Aim of the exercise: Reproduce the listing below line for line, leaving every word and number unchanged.
[START Task input]
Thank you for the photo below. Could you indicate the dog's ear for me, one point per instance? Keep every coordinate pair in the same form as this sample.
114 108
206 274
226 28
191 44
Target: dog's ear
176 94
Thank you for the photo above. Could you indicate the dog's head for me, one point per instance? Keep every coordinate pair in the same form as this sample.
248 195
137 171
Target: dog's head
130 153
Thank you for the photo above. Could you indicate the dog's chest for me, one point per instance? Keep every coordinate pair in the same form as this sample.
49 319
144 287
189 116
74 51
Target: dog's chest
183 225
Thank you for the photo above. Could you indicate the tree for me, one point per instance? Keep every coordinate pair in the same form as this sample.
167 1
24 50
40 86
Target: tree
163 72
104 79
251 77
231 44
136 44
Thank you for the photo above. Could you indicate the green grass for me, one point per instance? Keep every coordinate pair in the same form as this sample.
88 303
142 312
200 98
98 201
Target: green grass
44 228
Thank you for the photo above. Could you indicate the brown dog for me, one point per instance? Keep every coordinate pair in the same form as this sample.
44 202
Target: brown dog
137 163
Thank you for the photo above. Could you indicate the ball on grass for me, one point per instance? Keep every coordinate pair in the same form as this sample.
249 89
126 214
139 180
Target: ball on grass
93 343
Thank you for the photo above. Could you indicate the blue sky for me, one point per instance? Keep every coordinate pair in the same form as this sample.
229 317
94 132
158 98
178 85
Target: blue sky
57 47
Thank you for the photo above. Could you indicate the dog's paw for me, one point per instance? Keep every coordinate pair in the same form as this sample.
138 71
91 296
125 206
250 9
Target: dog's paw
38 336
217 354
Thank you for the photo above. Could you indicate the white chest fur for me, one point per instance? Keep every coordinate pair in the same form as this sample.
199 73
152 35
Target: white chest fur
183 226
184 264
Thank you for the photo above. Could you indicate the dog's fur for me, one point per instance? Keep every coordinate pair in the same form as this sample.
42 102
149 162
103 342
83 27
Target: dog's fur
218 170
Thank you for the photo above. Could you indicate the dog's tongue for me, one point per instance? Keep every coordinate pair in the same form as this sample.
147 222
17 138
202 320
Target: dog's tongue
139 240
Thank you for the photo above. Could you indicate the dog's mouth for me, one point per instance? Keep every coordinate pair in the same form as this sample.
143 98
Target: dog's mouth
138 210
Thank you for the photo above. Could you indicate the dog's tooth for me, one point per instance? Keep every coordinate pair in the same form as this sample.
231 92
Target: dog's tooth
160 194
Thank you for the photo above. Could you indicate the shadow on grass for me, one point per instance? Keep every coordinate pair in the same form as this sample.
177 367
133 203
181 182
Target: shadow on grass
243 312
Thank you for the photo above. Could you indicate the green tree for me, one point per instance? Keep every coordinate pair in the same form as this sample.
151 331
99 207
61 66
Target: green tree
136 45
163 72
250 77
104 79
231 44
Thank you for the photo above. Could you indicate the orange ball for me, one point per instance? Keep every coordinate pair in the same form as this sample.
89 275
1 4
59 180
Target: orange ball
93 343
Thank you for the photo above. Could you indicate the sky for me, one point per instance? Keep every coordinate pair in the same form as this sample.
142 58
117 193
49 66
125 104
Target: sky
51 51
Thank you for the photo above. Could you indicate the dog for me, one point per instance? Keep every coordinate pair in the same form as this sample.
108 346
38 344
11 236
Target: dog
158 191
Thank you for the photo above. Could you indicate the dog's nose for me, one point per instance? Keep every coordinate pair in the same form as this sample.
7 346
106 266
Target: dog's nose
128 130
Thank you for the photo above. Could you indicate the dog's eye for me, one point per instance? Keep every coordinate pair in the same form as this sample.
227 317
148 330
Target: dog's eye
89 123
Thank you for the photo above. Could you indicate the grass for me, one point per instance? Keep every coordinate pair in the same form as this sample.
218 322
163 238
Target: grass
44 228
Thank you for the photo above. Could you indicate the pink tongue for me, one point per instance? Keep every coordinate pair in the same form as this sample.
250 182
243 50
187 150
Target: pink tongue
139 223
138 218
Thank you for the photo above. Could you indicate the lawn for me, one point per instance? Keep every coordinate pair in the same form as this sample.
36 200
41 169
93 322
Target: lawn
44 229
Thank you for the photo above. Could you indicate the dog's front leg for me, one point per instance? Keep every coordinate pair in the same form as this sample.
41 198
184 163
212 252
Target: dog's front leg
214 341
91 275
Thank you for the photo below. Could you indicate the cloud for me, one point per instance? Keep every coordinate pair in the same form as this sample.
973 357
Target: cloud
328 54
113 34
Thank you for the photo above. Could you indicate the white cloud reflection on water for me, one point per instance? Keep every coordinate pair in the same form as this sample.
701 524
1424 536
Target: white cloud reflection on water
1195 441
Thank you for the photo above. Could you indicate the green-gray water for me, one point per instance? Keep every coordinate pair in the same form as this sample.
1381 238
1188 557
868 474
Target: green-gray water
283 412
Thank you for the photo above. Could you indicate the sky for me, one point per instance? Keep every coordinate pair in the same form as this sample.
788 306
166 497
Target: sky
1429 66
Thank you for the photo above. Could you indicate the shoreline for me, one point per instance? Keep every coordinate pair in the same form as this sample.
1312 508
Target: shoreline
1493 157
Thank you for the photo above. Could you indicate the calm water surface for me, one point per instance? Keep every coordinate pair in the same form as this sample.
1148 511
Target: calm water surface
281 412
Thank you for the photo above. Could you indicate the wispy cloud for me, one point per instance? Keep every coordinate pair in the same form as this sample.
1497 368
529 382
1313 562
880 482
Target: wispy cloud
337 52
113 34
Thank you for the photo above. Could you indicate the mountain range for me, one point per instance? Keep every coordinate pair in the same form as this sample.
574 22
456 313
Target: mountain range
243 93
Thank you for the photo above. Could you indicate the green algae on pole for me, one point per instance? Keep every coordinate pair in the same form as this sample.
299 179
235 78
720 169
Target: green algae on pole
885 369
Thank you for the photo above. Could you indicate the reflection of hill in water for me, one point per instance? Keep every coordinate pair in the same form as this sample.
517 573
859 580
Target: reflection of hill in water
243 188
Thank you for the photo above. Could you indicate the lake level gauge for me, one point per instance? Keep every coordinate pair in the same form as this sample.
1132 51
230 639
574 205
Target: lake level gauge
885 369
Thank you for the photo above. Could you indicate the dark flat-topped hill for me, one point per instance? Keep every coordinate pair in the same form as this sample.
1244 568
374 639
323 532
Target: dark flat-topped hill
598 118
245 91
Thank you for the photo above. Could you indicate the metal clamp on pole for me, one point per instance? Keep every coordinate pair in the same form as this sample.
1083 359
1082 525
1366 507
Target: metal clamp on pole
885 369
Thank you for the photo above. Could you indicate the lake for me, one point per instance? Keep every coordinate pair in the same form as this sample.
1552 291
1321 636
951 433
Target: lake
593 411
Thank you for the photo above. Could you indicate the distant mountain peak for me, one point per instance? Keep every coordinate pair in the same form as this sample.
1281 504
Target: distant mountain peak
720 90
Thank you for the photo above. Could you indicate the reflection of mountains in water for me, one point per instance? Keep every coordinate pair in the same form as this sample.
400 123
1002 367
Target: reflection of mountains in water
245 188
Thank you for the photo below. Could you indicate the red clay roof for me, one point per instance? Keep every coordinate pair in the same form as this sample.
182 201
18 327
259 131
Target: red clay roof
[END Task input]
Final answer:
Thank you for the photo below. Could you indicate the dog's ear for me, one point per instance? Keep every coordinate pair in the same form as this sample.
114 108
206 274
226 28
191 44
Target: dog's ear
176 94
Thank you for the photo above. Could you indicate the dog's head for me, one point per instance? Keep every coordinate pair in the same form as this sample.
248 195
137 171
Target: dog's head
130 153
Thank you for the photo above. Could you indicate the dog's chest for me, one point per instance? Keep every coordinate pair in the same form as this sample.
49 319
144 287
189 116
74 51
Target: dog's chest
183 225
Thank you for the photo above. Could you indicate the tree for me, one point per instance? Keep every coordinate pair in the same form as this sample.
167 1
24 50
40 86
Target: tree
163 72
104 79
251 77
231 44
136 44
Thank you for the photo above. Could you indicate the green grass for me, one point per instance? Keep every coordinate pair in the same form as this sample.
88 303
142 312
200 98
98 201
Target: green grass
44 228
Thank you for the photo above. Could you indicate the brown dog for me, one point per instance? Keep every coordinate pair in the same form as this sample.
44 202
Target: brown dog
137 163
Thank you for the photo above. Could you indicate the ball on grass for me, one point per instance? Keep every coordinate pair in the same form as this sample.
249 89
126 214
139 180
Target: ball on grass
93 343
Thank you for the photo above. Could you indicate the blue sky for me, one point per instance? Keep every coordinate pair in the same form as this sample.
229 317
94 132
158 98
178 85
Target: blue sky
57 47
Thank you for the photo above. Could you indicate the dog's paw for me, one point per instance? Keep every coordinate pair in the same form as this sample.
138 71
91 296
125 206
250 9
Target: dog's paw
38 336
217 354
Thank you for the photo above. Could you indicate the white chest fur for me, one point per instance? Keep every coordinate pair in the same form as this sample.
199 73
152 35
Target: white chest fur
183 226
184 264
Thank you for the photo above. Could you indicate the dog's fur for me, one point per instance? Keep every coordinate pair in the same form as this sample.
42 102
149 162
103 342
83 27
Target: dog's fur
218 170
Thank you for the photo above. Could you indicate the dog's tongue for me, one point per instance? Keep every coordinate pair in the same form as this sample.
147 222
17 138
202 320
Target: dog's tongue
139 240
Thank you for the photo above. Could you indicate the dog's mouth for me, one point per instance? Keep every coordinate pair in the same form as this sample.
143 98
Target: dog's mouth
138 210
Thank you for the photo above. Could you indicate the dog's tooth for me, one point per instance? Keep every coordinate pair in the same form as this sample.
231 92
Target: dog's tooth
160 194
Thank you for the photo above. Could you indicate the shadow on grass for me, one point per instance? Keep every coordinate pair in the same form as this sample.
177 367
133 203
181 182
Target: shadow on grass
243 312
Thank you for the photo above. Could you indicate the green tree for me, one point per instance? Keep every coordinate pair in the same form as this sample.
151 331
99 207
61 66
Target: green tree
136 45
163 72
250 77
104 79
231 44
Thank you for the photo above. Could you indicate the orange ball for me, one point per instance? Keep every coordinate pair in the same form as this sample.
89 275
1 4
59 180
Target: orange ball
93 343
Thank you for the photo above. Could you indicate the sky for me, one point per instance? Keep every coordinate pair in the same form as this sample.
142 58
117 193
49 66
125 104
Target: sky
51 51
Thank you for the photo above. Could you indicate the dog for me, one point per instance? Keep every coordinate pair in the same form as this sample.
108 346
38 344
11 236
Target: dog
158 191
Thank you for the photo above. Could you indicate the dog's nose for me, one point per instance? Keep every coordinate pair in the same form as this sample.
7 346
106 266
Target: dog's nose
128 130
Thank you for the photo above. Could you indicate the dog's eye for me, one point per instance? Keep every coordinate pair in the same form as this sample.
227 317
148 330
Target: dog's eye
89 123
Thank you for the photo above. Could you indicate the grass for me, one point per instance? Keep every coordinate pair in the same form as this sample.
218 322
163 238
Target: grass
44 228
Thank you for the photo above. Could you indicate the pink tongue for me, one point per instance? Keep every coordinate pair in the same form as this sample.
250 182
243 50
187 150
Target: pink tongue
139 223
138 218
Thank you for the photo above. Could you indicate the lawn for me, one point per instance? Keep every coordinate pair in the same form as this sample.
36 200
41 169
93 322
Target: lawn
44 229
Thank you for the photo above. Could you indicate the dog's front leg for me, one point per instance? Keep every coordinate pair in the same form as this sample.
41 198
184 163
212 252
Target: dog's front leg
214 341
91 275
Thank you for the photo below. Could you indicate the cloud for me, one point per instance? Keep every coordinate pair in the same form as this sample.
973 357
Target: cloud
328 54
113 34
Thank you for the photo above. Could you indicate the white cloud reflection on water for me, one point per instance? Keep every coordinate pair in the same form as this sample.
701 524
1424 536
Target: white cloud reflection on water
1195 441
Thank you for the photo above. Could you indicate the green-gray water for me, one point per instance? Keep every coordinate pair in the same form as this sample.
1381 238
1188 557
868 474
Target: green-gray water
283 412
Thank you for the photo above. Could you indicate the sky for me, one point per instance? Keep every coordinate pair in the same form as this sample.
788 306
166 497
Target: sky
1429 66
Thank you for the photo above. Could you indicate the shoreline for me, one point per instance? Keep every coordinate pair in the same form as this sample.
1312 508
Target: shoreline
1493 157
Thank you for the photo above. Could you indicate the calm water surface for me, one point per instance? Keep every coordinate pair in the same form as this sample.
1148 511
Target: calm water surface
281 412
Thank you for the photo above. Could you indicate the wispy cloud for me, one point per instance? Keep every coordinate pair in the same form as this sample.
1497 368
529 382
1313 562
880 482
Target: wispy cloud
337 52
113 34
Thank you for the photo above. Could you indicate the mountain range for me, one point per instance? Keep every coordinate pair in the same form as this sample.
574 22
456 313
Target: mountain range
243 93
Thank you for the photo above. Could you indicate the green algae on pole for me, one point per instance? Keep every coordinate pair in the same form as this sample.
299 179
235 78
720 169
Target: green algae on pole
885 369
Thank you for the photo above. Could you indicate the reflection of hill in water for me, one point per instance? Keep every coordinate pair in the same form as this sample.
517 573
859 580
Target: reflection of hill in water
243 188
Thank you for the photo above. Could you indicate the lake level gauge for me, one point per instance? Keep every coordinate pair in the same form as this sample.
1132 51
230 639
574 205
Target: lake level gauge
885 369
Thank you for the photo above. Could you indicate the dark flat-topped hill for me, one point per instance? Keep every coordinate pair in the same form as this sample.
1244 568
374 639
323 532
Target: dark flat-topped hill
598 118
245 91
Thank you for the photo above. Could you indicate the metal clamp on pole for me, one point per instance? Keep every coordinate pair in the same form as this sample.
1083 359
1082 525
1366 507
Target: metal clamp on pole
885 369
Thank you for the photo above. Could you indicate the lake for me, one point per instance? Keep every coordinate pair in the same form as this sample.
1552 291
1321 636
951 433
Target: lake
593 411
Thank you for the photo above. Could you indicate the distant mountain peak for me, one point per instance? Keep every coordinate pair in the same form as this sample.
1281 504
Target: distant mountain peak
720 90
Thank you for the photo above. Could you indicate the reflection of mountains in water for me, one point per instance? Keep every coordinate pair in the same form as this sample.
400 123
1002 367
Target: reflection of mountains in water
245 188
Thank you for the photo below. Could you indicate the red clay roof for me, one point per instance? Keep every coordinate pair in the same form as this sample.
182 201
18 327
259 131
Target: red clay roof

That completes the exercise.